● **About this task**:
For the word "coords", state the number of lines in the data that contain it, and nothing else.

[Dataset records]

<<<<

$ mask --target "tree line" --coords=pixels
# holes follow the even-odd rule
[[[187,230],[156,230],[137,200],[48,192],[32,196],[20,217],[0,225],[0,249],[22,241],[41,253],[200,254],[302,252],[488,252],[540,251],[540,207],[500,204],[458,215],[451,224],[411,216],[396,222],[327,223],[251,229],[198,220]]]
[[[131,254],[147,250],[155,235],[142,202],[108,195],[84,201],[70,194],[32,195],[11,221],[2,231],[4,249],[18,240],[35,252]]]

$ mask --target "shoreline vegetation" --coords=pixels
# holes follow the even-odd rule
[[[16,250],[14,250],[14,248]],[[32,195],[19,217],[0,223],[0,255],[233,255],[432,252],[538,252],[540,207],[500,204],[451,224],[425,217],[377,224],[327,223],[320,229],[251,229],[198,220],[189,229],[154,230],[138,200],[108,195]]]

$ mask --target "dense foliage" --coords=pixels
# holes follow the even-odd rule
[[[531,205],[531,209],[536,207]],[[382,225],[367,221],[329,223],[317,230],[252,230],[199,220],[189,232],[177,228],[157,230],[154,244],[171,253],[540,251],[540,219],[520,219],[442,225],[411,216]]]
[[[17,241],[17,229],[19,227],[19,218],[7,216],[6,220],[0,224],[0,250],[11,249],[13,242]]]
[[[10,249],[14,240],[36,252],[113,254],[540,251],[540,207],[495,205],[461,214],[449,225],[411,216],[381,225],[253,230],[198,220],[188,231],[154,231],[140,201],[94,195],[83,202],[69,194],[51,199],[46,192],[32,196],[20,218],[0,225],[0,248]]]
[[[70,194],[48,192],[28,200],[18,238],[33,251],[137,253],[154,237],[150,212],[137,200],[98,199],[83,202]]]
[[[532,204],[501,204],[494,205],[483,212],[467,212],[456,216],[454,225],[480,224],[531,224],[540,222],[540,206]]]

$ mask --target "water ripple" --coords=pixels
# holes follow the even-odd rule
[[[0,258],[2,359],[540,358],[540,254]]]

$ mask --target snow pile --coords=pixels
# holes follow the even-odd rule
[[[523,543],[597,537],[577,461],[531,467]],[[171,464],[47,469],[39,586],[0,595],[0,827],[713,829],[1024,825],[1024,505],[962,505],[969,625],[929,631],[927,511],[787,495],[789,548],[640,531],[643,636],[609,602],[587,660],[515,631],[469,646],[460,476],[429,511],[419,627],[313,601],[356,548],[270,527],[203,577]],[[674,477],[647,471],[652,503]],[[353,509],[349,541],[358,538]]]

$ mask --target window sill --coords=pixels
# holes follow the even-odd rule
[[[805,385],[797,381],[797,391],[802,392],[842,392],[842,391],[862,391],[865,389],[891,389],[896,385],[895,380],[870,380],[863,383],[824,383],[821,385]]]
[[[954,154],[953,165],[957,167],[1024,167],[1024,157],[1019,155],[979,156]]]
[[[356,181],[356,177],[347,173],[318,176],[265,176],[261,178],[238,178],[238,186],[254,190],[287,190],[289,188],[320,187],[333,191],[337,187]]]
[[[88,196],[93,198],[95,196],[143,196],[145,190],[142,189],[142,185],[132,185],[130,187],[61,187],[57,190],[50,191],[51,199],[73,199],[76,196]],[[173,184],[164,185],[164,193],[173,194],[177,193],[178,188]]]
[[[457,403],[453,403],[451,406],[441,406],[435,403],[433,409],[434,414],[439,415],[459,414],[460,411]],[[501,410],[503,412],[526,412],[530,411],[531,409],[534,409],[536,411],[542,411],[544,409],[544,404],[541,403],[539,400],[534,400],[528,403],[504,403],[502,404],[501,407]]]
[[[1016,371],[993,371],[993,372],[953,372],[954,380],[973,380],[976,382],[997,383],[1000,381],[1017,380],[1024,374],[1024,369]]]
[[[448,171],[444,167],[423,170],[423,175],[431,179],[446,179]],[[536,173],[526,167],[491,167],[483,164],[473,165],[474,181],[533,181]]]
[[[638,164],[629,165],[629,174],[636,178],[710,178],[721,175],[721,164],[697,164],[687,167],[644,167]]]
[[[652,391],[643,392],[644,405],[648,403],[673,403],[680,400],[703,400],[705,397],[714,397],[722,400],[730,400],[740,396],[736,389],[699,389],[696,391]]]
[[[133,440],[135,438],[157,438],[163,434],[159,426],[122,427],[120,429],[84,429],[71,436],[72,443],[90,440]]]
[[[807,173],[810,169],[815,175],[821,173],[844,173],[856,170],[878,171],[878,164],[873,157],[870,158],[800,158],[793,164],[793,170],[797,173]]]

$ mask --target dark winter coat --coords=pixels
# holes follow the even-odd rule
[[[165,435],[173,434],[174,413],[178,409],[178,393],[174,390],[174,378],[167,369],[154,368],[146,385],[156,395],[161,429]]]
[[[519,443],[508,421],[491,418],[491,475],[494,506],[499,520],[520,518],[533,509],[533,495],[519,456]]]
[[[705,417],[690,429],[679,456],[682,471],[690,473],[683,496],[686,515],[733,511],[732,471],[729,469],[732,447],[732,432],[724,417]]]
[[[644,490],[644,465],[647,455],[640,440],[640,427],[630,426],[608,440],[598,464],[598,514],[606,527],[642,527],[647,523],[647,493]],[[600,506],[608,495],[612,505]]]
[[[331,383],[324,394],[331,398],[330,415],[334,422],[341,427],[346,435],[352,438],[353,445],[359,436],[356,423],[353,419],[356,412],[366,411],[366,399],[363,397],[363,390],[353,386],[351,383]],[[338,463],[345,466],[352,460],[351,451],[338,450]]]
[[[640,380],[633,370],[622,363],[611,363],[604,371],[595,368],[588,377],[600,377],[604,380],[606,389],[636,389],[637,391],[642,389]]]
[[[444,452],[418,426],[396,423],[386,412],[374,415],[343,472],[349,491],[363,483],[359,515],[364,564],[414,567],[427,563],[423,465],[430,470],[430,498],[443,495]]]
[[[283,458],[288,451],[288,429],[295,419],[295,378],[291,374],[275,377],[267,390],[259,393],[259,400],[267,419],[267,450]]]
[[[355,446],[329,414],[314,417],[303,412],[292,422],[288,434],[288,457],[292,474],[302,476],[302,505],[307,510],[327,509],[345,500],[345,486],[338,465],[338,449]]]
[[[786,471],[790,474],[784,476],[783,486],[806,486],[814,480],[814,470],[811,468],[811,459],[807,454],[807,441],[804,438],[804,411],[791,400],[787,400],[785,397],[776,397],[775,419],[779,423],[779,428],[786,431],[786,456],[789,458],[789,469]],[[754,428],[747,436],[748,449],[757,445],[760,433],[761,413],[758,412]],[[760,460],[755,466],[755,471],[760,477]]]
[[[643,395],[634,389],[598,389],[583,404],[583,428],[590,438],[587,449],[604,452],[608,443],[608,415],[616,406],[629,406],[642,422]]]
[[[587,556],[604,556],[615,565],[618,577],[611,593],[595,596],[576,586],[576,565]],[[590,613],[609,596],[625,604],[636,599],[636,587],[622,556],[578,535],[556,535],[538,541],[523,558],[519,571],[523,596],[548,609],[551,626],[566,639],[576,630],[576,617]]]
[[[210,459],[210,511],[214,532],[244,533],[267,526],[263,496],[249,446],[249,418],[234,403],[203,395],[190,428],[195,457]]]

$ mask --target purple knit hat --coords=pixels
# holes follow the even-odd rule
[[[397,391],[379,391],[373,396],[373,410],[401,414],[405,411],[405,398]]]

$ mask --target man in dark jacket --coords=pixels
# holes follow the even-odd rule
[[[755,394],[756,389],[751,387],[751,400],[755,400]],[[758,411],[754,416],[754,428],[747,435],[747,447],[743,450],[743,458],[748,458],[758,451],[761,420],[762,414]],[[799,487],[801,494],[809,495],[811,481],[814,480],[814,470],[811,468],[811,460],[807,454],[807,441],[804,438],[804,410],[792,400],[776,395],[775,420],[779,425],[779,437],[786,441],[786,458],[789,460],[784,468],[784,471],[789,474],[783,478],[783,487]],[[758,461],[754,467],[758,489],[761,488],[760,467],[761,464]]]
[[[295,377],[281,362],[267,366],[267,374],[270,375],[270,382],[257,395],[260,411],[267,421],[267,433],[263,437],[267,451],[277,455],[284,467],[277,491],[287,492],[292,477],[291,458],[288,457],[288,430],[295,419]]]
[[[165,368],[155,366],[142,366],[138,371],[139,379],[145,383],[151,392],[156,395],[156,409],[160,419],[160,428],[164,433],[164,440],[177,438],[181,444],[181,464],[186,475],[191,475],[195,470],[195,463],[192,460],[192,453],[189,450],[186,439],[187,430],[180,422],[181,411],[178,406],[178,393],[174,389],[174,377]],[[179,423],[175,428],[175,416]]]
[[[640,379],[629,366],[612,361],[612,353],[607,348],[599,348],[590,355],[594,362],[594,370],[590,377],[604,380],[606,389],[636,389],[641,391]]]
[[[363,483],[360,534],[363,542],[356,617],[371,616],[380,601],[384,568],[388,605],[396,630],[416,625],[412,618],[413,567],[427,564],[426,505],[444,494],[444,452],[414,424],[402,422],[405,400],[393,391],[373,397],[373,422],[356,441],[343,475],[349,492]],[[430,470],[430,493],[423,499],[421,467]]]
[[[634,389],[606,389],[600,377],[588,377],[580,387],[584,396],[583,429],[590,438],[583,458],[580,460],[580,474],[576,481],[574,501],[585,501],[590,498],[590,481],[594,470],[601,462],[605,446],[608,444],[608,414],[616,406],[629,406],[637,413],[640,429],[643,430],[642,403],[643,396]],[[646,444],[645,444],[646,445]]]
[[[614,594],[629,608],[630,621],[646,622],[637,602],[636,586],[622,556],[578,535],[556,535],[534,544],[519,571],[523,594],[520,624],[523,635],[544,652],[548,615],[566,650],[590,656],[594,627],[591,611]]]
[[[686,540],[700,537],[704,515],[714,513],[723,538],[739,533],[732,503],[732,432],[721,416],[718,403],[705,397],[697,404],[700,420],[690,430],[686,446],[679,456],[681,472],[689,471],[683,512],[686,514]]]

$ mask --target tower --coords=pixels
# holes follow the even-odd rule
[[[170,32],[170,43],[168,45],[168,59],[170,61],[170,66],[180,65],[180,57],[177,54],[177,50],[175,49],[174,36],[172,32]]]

>>>>

● **Response area**:
10